■ PROBLEM ■
According to the excerpt on the Isabella Mine, how was the mine ventilated?

■ DOCUMENT EXCERPT ■

The condition of the Coketon or Isabella Mine as noted in the 1889 Pa. Report of the Inspectors of Mines, state that the Isabella Mine was kept in very good condition, the Isabella Mine was ventilated by the exhaust steam from the pumps.

In 1890, the Isabella Mine produced 165,000 tons of coal and the coke works, containing 251 bee-hive coke ovens, produced 99,000 tons of coke.  The company employed 211 miners at Cokeville, 100 of which were miners, and forty-one men worked in the coke yards.   W. C. Grist of Blairsville served as superintendent at the company's Cokeville operations through the 1890's.

An obituary of an accident on the Isabella Mine trestles:

March 25, 1898.  John O'Rouke, an employee of Isabella Coke Works at Cokeville, met with a fatal accident on Friday afternoon which resulted in his death Saturday evening at 8 o'clock.  The unfortunate man was assisting in building a trestle between two lines of coke ovens and in some manner lost his balance and fell to the road below, a distance of about 20 feet, landing on his head and shoulders.  He was picked up and carried to a neighboring house and Drs. Klingensmith and Rutledge of Blairsville were summoned.  Mr. O'Rouke was conscious from the time of the accident and seemed to realize the fact that he was fatally injured. The deceased is survived by two sons and a daughter.

■ DATASET CONTENT ■
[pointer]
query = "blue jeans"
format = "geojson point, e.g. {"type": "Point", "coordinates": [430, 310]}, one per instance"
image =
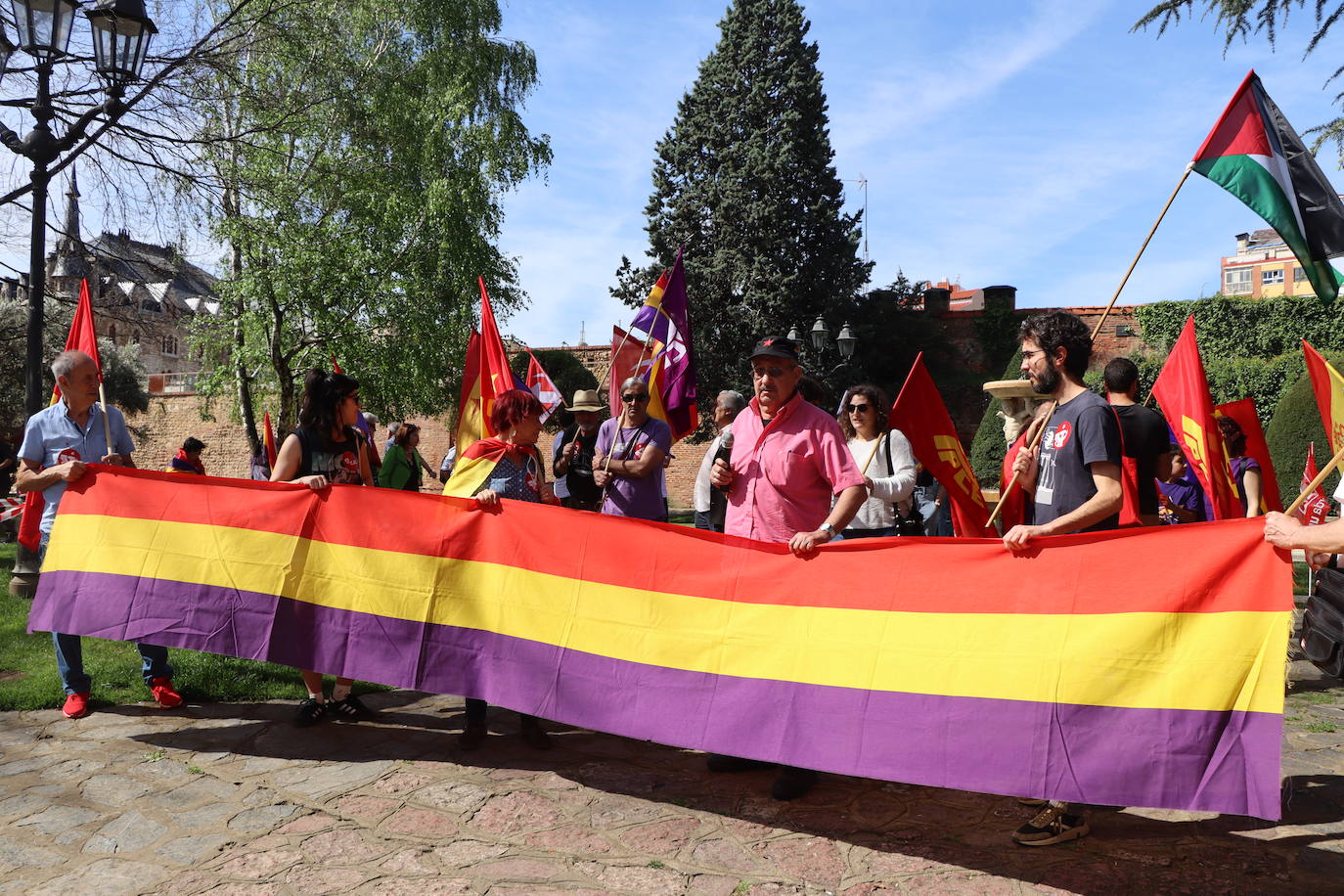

■ TASK OUTPUT ■
By the exhaust steam from the pumps.